WORK REQUEST: Could you please retype all of the data below exactly?

WORKING DATA:
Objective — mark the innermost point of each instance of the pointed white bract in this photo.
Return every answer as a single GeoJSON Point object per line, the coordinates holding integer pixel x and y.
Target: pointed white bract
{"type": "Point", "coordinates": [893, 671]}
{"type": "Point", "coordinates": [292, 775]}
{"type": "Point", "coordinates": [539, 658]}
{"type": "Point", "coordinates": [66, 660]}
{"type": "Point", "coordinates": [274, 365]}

RESPONSE TO THE EXERCISE:
Objective — mark the innermost point of each instance of the pointed white bract in this photo.
Return every answer as a single GeoJSON Point object per line, the coordinates holding integer pixel x and y.
Target: pointed white bract
{"type": "Point", "coordinates": [893, 671]}
{"type": "Point", "coordinates": [292, 775]}
{"type": "Point", "coordinates": [539, 658]}
{"type": "Point", "coordinates": [66, 660]}
{"type": "Point", "coordinates": [274, 365]}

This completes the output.